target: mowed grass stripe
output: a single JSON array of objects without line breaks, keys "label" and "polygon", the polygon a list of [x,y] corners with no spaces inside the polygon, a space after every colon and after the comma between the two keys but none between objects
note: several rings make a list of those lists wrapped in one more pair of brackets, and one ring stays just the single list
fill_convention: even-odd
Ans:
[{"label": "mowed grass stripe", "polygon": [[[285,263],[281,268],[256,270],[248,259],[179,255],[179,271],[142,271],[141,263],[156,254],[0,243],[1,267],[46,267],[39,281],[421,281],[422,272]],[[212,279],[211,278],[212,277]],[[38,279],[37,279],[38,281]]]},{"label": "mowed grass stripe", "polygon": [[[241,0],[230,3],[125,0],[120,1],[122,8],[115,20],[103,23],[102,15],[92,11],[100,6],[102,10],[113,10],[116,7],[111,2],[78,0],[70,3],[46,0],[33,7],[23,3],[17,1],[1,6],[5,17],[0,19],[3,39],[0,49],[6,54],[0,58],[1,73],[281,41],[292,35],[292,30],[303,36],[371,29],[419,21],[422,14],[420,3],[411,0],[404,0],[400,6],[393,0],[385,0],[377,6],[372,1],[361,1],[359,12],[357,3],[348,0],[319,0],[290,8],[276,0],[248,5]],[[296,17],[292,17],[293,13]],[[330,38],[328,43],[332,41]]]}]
--
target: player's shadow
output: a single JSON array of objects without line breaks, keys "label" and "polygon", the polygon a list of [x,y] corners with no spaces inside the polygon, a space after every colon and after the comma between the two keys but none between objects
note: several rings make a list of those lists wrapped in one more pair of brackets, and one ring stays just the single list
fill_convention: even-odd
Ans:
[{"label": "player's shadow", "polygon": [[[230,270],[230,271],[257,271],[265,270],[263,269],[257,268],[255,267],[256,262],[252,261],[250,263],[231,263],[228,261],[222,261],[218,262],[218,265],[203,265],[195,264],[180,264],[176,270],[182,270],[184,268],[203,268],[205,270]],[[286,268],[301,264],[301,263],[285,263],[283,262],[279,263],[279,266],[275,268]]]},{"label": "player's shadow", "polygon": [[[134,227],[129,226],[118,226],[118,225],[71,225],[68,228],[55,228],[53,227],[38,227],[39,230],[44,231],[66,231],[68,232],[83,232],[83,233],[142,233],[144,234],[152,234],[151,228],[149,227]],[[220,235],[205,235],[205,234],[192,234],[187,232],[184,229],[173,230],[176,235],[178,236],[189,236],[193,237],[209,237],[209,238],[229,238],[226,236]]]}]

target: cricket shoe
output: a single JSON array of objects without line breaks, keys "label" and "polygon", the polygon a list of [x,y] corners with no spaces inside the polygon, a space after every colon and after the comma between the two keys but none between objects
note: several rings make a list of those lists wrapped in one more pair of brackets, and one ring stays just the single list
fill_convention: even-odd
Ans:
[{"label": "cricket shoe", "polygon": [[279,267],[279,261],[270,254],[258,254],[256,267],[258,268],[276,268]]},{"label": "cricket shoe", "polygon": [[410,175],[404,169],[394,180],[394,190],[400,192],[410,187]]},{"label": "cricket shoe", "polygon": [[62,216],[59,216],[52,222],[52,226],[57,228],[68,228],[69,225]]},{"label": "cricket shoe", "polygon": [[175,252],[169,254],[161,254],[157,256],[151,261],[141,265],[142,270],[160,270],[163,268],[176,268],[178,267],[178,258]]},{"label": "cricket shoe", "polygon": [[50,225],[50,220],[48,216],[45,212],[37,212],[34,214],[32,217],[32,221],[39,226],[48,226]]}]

Directive: Show, copied in full, every line of the records above that contains the string "target".

Task answer:
target: mowed grass stripe
target: player's shadow
target: cricket shoe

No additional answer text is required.